▶ **MATERIAL FOR THIS TASK**
######
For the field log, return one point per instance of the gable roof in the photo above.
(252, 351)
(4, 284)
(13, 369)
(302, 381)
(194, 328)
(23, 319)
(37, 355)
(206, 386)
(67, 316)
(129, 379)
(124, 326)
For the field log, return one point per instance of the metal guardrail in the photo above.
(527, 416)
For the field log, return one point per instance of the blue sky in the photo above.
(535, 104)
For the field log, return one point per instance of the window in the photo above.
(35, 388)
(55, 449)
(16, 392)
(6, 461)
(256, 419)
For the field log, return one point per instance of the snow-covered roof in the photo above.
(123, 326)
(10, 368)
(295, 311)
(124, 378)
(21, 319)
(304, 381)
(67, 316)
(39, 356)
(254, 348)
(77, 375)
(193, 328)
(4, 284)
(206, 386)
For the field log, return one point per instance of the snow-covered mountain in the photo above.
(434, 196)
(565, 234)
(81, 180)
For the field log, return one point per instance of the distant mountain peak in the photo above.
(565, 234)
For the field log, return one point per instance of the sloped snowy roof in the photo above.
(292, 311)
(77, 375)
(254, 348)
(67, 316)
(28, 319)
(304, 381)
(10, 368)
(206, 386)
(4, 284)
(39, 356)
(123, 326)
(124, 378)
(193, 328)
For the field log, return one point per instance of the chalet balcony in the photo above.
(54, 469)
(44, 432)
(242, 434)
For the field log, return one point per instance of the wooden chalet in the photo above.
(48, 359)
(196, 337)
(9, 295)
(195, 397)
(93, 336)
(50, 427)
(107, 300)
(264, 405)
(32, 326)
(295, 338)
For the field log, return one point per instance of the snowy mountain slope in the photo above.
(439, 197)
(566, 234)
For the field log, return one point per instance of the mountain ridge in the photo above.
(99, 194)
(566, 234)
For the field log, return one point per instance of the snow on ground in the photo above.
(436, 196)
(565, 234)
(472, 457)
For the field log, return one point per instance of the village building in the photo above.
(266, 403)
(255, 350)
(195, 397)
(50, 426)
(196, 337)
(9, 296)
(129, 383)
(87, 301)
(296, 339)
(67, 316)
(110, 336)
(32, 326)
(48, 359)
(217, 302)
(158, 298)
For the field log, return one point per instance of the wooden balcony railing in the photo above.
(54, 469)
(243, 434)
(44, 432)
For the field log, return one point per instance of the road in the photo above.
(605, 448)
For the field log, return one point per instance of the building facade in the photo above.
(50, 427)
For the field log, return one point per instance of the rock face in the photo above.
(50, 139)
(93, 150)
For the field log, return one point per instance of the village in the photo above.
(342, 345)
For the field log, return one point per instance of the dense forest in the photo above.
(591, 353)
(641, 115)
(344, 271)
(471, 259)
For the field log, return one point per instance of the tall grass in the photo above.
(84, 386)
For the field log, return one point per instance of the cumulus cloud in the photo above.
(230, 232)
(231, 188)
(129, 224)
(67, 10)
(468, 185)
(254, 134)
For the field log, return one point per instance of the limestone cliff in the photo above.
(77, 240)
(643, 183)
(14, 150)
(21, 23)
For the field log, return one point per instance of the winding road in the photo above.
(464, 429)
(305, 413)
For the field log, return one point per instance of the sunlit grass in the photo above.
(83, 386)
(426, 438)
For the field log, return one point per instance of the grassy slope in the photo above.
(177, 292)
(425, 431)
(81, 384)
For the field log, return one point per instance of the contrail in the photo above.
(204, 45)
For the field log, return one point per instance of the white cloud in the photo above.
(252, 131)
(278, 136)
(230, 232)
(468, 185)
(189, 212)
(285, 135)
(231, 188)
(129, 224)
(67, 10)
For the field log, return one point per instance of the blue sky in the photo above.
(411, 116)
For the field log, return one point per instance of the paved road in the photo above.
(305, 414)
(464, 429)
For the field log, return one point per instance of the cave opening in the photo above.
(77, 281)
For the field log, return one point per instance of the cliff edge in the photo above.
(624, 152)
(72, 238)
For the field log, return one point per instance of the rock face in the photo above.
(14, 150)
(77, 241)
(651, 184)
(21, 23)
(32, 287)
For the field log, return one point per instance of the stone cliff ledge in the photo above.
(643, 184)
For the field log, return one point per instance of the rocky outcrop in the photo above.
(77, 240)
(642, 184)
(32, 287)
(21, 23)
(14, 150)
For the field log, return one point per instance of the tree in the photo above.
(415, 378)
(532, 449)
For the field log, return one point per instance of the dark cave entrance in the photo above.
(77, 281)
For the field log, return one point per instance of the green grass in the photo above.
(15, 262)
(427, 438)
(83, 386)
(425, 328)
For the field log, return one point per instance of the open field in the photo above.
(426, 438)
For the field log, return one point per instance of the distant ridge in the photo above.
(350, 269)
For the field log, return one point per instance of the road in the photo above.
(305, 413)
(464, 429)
######
▶ **EXERCISE OBJECTIVE**
Give the data again, unchanged in every line.

▶ **TASK RESPONSE**
For the field log, return one point per instance of the gable roof in the photo above.
(252, 351)
(4, 284)
(13, 369)
(302, 381)
(194, 328)
(23, 319)
(37, 355)
(206, 386)
(67, 316)
(129, 379)
(124, 326)
For the field log, return one point per instance of the metal guardrail in the photo above.
(527, 416)
For the field log, return one point per instance of the blue sky in the photo above.
(535, 104)
For the field log, return one point per instance of the window in the photo above.
(35, 388)
(55, 449)
(16, 392)
(6, 461)
(256, 419)
For the field log, return one point per instance of the snow-covered roof in the photo above.
(123, 326)
(10, 368)
(295, 311)
(124, 378)
(21, 319)
(304, 381)
(67, 316)
(39, 356)
(254, 348)
(77, 375)
(193, 328)
(4, 284)
(206, 386)
For the field log, return one point per instance of the snow-covered mountain in the photo above.
(434, 196)
(565, 234)
(81, 180)
For the field log, return one point per instance of the distant mountain peak in the photo above.
(565, 234)
For the field log, return one point per instance of the sloped snowy roof in the photo above.
(292, 311)
(77, 375)
(254, 348)
(67, 316)
(28, 319)
(304, 381)
(10, 368)
(206, 386)
(4, 284)
(39, 356)
(123, 326)
(124, 378)
(193, 328)
For the field log, return one point per instance of the chalet balcony in the photo above.
(54, 469)
(44, 432)
(242, 434)
For the field log, return one point per instance of the wooden chalet in the photo above.
(48, 359)
(196, 337)
(9, 295)
(195, 397)
(93, 336)
(50, 427)
(107, 300)
(264, 405)
(32, 326)
(295, 338)
For the field log, return one point per instance of the snowy mountain slope in the photo above.
(439, 197)
(566, 234)
For the field log, return one point per instance of the mountain ridge in the photo above.
(99, 194)
(566, 234)
For the field log, return one point per instance of the snow on ground in the photo above.
(436, 196)
(565, 234)
(472, 457)
For the field log, return one point per instance of the village building in the photo above.
(266, 403)
(255, 350)
(195, 397)
(50, 426)
(196, 337)
(9, 296)
(129, 383)
(87, 301)
(296, 339)
(67, 316)
(110, 336)
(32, 326)
(48, 359)
(217, 302)
(158, 298)
For the field log, return one point per instance of the wooden balcony railing in the photo above.
(54, 469)
(243, 434)
(44, 432)
For the field log, return one point per instance of the road in the photo above.
(605, 448)
For the field log, return one point per instance of the building facade in the photo above.
(50, 427)
For the field log, return one point per instance of the rock face in the photo above.
(50, 139)
(93, 150)
For the field log, return one point per instance of the village in the photo above.
(342, 345)
For the field log, return one point per instance of the dense forest in the photo above.
(591, 353)
(641, 115)
(344, 271)
(471, 259)
For the field log, return one point per instance of the tall grass in the photo above.
(84, 386)
For the field log, return one point per instance of the cumulus cloud in the photo above.
(230, 232)
(231, 188)
(129, 224)
(67, 10)
(468, 185)
(254, 134)
For the field log, return one point per instance of the limestone cliff in the photo above.
(77, 240)
(643, 183)
(14, 150)
(21, 23)
For the field log, return one point per instance of the winding road in the photo above.
(464, 429)
(305, 413)
For the field log, return one point per instance of the sunlit grass in the photo above.
(83, 386)
(426, 438)
For the field log, return one point per instance of the grassy slope in the photo above.
(177, 292)
(425, 431)
(81, 384)
For the field log, return one point per instance of the contrail in the photo above.
(204, 45)
For the field log, return one point per instance of the white cloud in the photo above.
(252, 131)
(278, 136)
(230, 232)
(468, 185)
(189, 212)
(285, 135)
(231, 188)
(129, 224)
(67, 10)
For the field log, return one point per instance of the blue sky in the photo above.
(411, 116)
For the field log, return one point per instance of the paved road in the photo above.
(305, 414)
(464, 429)
For the field log, return one point per instance of the cave opening in the photo above.
(77, 281)
For the field log, return one point per instance of the cliff edge in the photo above.
(624, 152)
(72, 238)
For the field log, return one point per instance of the rock face in the photo above.
(14, 150)
(77, 241)
(651, 184)
(21, 23)
(32, 287)
For the field log, return one point per instance of the stone cliff ledge in the photo above.
(643, 184)
For the field log, return one point per instance of the rocky outcrop in the photo above.
(77, 240)
(642, 184)
(32, 287)
(21, 23)
(14, 150)
For the field log, return one point per instance of the tree in the photo above.
(415, 378)
(532, 449)
For the field log, return one point per instance of the dark cave entrance in the photo above.
(77, 281)
For the field log, return one point per instance of the green grass in the photo above.
(15, 262)
(427, 438)
(83, 386)
(425, 328)
For the field log, return one point per instance of the open field in the photo above.
(426, 438)
For the field log, return one point per instance of the distant ridge in the photo above.
(350, 269)
For the field log, return one point per instance of the road in the photo above.
(305, 413)
(464, 429)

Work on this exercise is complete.